→ **Document extract**:
We continue to develop our multi-constellation GNSS and Dead Reckoning enabled modules. The new
GNSS variants were released with improved performance, integrated antenna, LNA and DC blocking
capacitor. We made significant progress in extending our portfolio of short range and Low Power Wide
Area modules based on Bluetooth, BLE, Wi-Fi, and other technologies tailored to the unique
requirements of different verticals. We also continued expanding our automotive portfolio, in particular
our LTE high category modules.
Now, onto our IoT services division. Our IoT services business continued to focus on enhancing and
expanding our IoT service offering and premium managed connectivity, as well as a range of
complementary value-added services and AEPs. Our IoT portal is designed to enable customers to
manage their IoT deployments through a single portal that makes IoT deployments easier and efficient
and cuts the time to market. It provides customers with access to data management and facilitates
interaction with mobile network operators, dashboarding tools, security and administration.
Our IoT platform, deviceWISE, integrates any device, production asset and remote sensor with web-
based and mobile app together with any enterprise resource system. It reduces risk, time to market,
complexity, and cost of deploying solutions for monitoring and control, industrial automation, asset
tracking and field service operations across all industries and market segments around the world. Our
IoT factory solutions business unit through deviceWISE connects easily production machines and
processes with ERP, MRP and SCADA applications. It provides an easy way to collect, normalize and
transport real-time manufacturing data to allow processing for improved uptime, better efficiency, predict
failures, and improved compliance.
Our IoT remote access platform through secureWISE has been widely recognized as the leading solution
for highly secured remote access. More OEMs are using secureWISE for secure, configurable end-to-
end remote connectivity to securely connect high value fab equipment and tooling, to better service
valuable assets and minimize down time. During H1, we celebrated its 100 300mm fab connected via
secureWISE. This is out of 104 fabs exist worldwide.

→ **Provided information**:

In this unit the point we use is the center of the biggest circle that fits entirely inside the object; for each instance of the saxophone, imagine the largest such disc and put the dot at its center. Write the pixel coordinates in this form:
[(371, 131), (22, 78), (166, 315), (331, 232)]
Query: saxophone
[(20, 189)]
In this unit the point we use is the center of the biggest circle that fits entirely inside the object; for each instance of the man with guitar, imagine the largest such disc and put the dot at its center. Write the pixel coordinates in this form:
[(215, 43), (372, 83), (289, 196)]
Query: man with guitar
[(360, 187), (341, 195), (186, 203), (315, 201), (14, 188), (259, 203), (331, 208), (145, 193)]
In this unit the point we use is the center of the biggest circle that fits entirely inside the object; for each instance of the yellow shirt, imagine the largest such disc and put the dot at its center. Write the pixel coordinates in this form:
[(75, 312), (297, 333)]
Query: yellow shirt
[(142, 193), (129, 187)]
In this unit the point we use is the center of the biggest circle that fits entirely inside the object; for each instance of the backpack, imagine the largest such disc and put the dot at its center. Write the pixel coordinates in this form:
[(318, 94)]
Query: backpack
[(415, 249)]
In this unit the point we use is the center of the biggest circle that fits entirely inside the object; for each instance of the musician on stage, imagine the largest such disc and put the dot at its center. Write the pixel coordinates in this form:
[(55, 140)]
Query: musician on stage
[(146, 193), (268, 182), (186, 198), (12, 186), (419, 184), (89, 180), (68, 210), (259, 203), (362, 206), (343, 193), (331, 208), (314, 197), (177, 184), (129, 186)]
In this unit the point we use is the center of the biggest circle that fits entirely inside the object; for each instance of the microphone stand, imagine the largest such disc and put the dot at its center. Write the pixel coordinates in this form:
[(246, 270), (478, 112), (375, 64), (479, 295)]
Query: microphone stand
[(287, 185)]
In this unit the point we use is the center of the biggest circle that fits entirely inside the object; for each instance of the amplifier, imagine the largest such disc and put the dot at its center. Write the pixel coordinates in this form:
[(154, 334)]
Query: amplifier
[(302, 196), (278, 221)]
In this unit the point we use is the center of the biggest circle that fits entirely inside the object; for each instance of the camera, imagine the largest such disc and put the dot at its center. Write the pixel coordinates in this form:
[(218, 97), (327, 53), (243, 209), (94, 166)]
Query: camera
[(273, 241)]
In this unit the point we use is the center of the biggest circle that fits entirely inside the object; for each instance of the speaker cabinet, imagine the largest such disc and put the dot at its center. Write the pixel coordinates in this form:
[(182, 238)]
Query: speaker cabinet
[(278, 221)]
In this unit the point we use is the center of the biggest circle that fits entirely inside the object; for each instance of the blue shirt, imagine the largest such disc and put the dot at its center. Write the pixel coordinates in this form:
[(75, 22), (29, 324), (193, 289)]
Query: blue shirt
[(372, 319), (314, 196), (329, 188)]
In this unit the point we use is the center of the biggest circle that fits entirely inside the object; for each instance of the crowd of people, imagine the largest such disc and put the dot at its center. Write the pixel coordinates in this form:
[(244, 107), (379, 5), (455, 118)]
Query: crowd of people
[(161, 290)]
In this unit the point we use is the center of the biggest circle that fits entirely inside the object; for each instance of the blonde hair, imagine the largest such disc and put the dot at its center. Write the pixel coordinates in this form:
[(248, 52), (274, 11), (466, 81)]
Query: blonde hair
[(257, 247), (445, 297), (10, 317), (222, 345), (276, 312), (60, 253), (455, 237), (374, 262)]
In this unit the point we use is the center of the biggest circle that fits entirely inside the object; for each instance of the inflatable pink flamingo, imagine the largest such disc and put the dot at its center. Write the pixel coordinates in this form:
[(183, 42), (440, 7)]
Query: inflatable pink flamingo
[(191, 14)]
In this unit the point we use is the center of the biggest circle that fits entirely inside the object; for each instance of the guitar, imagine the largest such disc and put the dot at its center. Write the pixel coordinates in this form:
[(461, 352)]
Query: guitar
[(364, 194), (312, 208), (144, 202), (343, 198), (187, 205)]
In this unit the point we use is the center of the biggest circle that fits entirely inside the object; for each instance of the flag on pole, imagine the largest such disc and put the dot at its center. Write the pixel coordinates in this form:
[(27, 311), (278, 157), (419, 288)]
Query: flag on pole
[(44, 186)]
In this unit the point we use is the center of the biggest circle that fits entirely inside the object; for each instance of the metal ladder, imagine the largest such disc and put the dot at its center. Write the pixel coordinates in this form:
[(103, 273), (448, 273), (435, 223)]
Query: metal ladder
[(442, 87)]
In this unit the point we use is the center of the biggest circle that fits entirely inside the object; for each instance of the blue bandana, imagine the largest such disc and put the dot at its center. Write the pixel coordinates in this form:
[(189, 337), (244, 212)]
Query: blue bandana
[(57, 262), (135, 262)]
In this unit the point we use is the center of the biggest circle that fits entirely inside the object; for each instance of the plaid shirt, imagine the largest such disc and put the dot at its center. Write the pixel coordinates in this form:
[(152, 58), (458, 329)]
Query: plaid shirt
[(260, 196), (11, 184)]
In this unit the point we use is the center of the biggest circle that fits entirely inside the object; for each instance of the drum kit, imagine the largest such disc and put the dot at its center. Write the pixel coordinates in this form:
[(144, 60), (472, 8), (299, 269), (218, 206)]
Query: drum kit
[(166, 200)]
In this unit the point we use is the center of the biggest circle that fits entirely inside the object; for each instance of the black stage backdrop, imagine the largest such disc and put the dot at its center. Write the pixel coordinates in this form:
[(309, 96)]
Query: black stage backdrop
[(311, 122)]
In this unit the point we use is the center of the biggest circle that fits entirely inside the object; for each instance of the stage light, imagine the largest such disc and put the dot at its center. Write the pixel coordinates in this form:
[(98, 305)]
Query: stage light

→ **Brief 1**: Reproduce the passage of the IoT business update between "Our IoT platform, deviceWISE, integrates" and "and improved compliance.", inclusive.
→ **Brief 2**: According to the IoT business update above, what does deviceWISE reduce? List every item named.
→ **Brief 3**:
Answer these questions using the IoT business update:
(a) Which modules does the update single out within the expanding automotive portfolio?
(b) What is the name of the IoT platform?
(c) For what is the remote access platform offered through secureWISE recognized as the leading solution?

→ **Right answer 1**:
Our IoT platform, deviceWISE, integrates any device, production asset and remote sensor with web-
based and mobile app together with any enterprise resource system. It reduces risk, time to market,
complexity, and cost of deploying solutions for monitoring and control, industrial automation, asset
tracking and field service operations across all industries and market segments around the world. Our
IoT factory solutions business unit through deviceWISE connects easily production machines and
processes with ERP, MRP and SCADA applications. It provides an easy way to collect, normalize and
transport real-time manufacturing data to allow processing for improved uptime, better efficiency, predict
failures, and improved compliance.

→ **Right answer 2**:
- Risk
- Time to market
- Complexity
- Cost of deploying solutions for monitoring and control, industrial automation, asset tracking and field service operations

→ **Right answer 3**:
(a) LTE high category modules
(b) deviceWISE
(c) Highly secured remote access